• [CONSIGNES]
- 1) Dressez la liste de tous les clubs de football cités dans l'article sur la multipropriété.
- 2) Recopiez dans l'article sur la multipropriété tout le passage qui va de « L’Assemblée nationale lance » jusqu'à « préserver l’aléa sportif. ».

• [EXTRAIT]
_____

L’Assemblée nationale lance son bras de fer contre la multipropriété en France
Alors que la multipropriété des clubs gagne du terrain en France et en Europe, l’Assemblée nationale examinera cette semaine une proposition de loi inédite pour encadrer les investisseurs et préserver l’aléa sportif.

Depuis plusieurs mois, la question de la multipropriété est devenue l’un des dossiers les plus sensibles du football français, nourrie par une série de signaux d’alerte venus du terrain. L’échec retentissant de John Textor et du groupe Eagle à l’Olympique lyonnais, englué dans des difficultés sportives et financières depuis son rachat, illustre les limites d’un modèle qui promettait stabilité et investissements massifs mais se traduit surtout par des tensions et une perte d’identité. À Strasbourg, les critiques se multiplient contre le groupe américain BlueCo, déjà propriétaire de Chelsea, au point que Marc Keller, figure historique du club, a dû s’exprimer publiquement cette semaine pour rassurer les supporters sur l’avenir du Racing.

_____

• [EXTRAITS DES LIGNES]
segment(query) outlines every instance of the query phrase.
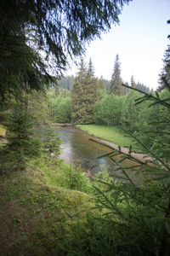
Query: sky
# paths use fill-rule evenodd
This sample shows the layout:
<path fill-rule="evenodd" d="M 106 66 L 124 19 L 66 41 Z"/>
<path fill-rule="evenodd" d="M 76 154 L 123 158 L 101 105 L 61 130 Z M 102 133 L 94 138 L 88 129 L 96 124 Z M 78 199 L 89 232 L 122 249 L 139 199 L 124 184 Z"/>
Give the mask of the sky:
<path fill-rule="evenodd" d="M 163 55 L 170 44 L 170 0 L 133 0 L 125 5 L 119 15 L 120 24 L 112 26 L 101 39 L 87 45 L 83 56 L 89 58 L 98 78 L 110 80 L 116 54 L 121 62 L 121 75 L 130 83 L 132 75 L 150 89 L 158 86 Z M 71 63 L 65 74 L 75 75 L 77 67 Z"/>

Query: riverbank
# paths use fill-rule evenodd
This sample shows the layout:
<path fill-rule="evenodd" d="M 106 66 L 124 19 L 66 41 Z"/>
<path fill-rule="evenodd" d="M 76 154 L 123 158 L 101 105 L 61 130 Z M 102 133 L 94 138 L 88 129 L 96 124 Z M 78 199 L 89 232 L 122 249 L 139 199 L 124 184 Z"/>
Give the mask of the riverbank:
<path fill-rule="evenodd" d="M 97 125 L 78 125 L 78 128 L 86 131 L 92 138 L 99 143 L 105 143 L 115 149 L 119 149 L 124 154 L 129 154 L 129 147 L 132 146 L 133 150 L 139 150 L 136 142 L 133 138 L 126 136 L 126 134 L 118 127 L 109 127 Z M 116 142 L 114 143 L 113 142 Z M 151 158 L 145 154 L 139 152 L 133 152 L 131 155 L 139 160 L 151 160 Z"/>

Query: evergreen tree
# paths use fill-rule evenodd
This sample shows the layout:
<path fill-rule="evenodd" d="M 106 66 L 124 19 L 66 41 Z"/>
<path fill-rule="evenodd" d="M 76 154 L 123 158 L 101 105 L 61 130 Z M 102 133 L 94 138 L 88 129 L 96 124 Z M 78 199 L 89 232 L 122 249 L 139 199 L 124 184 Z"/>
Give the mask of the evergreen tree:
<path fill-rule="evenodd" d="M 131 77 L 130 85 L 131 85 L 131 87 L 133 87 L 133 88 L 134 88 L 134 86 L 135 86 L 135 82 L 134 82 L 134 78 L 133 78 L 133 76 Z"/>
<path fill-rule="evenodd" d="M 170 24 L 170 20 L 168 20 L 167 23 Z M 170 35 L 168 36 L 168 38 L 170 39 Z M 158 91 L 162 90 L 166 87 L 168 88 L 170 84 L 170 44 L 167 45 L 167 49 L 165 52 L 163 62 L 164 67 L 162 73 L 160 74 L 160 86 L 157 89 Z"/>
<path fill-rule="evenodd" d="M 82 59 L 79 71 L 71 88 L 72 121 L 76 124 L 93 122 L 93 109 L 96 101 L 97 83 L 92 61 L 87 68 Z"/>
<path fill-rule="evenodd" d="M 79 55 L 85 42 L 117 23 L 129 1 L 1 1 L 0 96 L 42 89 L 48 67 L 60 74 L 68 56 Z"/>
<path fill-rule="evenodd" d="M 122 86 L 122 78 L 121 78 L 121 64 L 119 61 L 119 55 L 116 55 L 113 73 L 111 76 L 111 84 L 110 88 L 110 94 L 113 93 L 116 96 L 121 96 L 123 94 L 123 89 Z"/>

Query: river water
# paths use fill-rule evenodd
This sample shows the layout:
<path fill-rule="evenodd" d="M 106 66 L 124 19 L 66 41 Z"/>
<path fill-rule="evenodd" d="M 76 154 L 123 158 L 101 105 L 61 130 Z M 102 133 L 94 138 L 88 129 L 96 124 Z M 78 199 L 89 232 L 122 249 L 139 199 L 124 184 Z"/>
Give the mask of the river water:
<path fill-rule="evenodd" d="M 110 149 L 99 143 L 89 141 L 90 136 L 72 125 L 59 126 L 57 133 L 61 140 L 60 158 L 67 164 L 80 162 L 85 170 L 94 174 L 107 169 L 114 172 L 113 161 L 108 157 L 98 159 L 99 156 L 110 152 Z M 132 165 L 127 160 L 125 166 Z M 118 173 L 117 173 L 118 174 Z"/>

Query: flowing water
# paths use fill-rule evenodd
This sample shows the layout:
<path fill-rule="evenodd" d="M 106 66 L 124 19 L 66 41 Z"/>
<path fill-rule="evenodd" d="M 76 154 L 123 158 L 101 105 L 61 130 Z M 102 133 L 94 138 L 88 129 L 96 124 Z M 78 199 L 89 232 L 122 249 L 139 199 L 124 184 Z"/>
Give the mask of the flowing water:
<path fill-rule="evenodd" d="M 62 149 L 60 157 L 67 164 L 80 162 L 82 166 L 90 171 L 92 175 L 105 167 L 110 172 L 114 172 L 113 161 L 108 157 L 98 159 L 99 156 L 110 152 L 110 149 L 89 141 L 90 136 L 87 132 L 68 125 L 59 126 L 57 133 L 61 140 Z M 126 160 L 124 165 L 129 166 L 132 162 Z"/>

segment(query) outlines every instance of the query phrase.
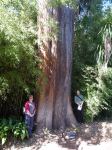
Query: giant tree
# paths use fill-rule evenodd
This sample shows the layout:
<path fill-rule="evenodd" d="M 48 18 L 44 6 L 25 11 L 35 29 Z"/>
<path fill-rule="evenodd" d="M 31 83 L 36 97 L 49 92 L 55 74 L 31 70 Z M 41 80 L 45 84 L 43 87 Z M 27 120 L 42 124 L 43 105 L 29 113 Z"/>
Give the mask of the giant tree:
<path fill-rule="evenodd" d="M 56 2 L 56 3 L 55 3 Z M 38 128 L 76 124 L 70 101 L 74 10 L 69 1 L 38 0 L 38 48 L 43 78 L 38 100 Z"/>

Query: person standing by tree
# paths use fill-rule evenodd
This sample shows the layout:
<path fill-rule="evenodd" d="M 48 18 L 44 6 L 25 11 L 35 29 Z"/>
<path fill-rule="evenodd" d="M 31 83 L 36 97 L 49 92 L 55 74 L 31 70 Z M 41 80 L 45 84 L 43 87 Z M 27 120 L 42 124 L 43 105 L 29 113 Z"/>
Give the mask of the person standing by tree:
<path fill-rule="evenodd" d="M 33 102 L 33 95 L 29 96 L 29 100 L 25 103 L 25 124 L 28 129 L 29 137 L 32 136 L 35 116 L 35 104 Z"/>
<path fill-rule="evenodd" d="M 77 95 L 75 96 L 75 103 L 77 104 L 77 110 L 76 110 L 76 119 L 79 123 L 83 123 L 83 103 L 84 98 L 80 94 L 80 91 L 77 90 Z"/>

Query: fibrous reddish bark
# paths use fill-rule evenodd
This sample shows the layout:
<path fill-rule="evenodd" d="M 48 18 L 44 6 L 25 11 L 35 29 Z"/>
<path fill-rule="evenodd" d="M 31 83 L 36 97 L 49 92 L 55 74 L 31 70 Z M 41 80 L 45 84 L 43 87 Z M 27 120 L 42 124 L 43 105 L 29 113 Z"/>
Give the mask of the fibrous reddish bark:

_____

• [RÉPONSES PAR TÂCHE]
- 1) Olympique lyonnais, Chelsea, le Racing (Strasbourg)

- 2)
L’Assemblée nationale lance son bras de fer contre la multipropriété en France
Alors que la multipropriété des clubs gagne du terrain en France et en Europe, l’Assemblée nationale examinera cette semaine une proposition de loi inédite pour encadrer les investisseurs et préserver l’aléa sportif.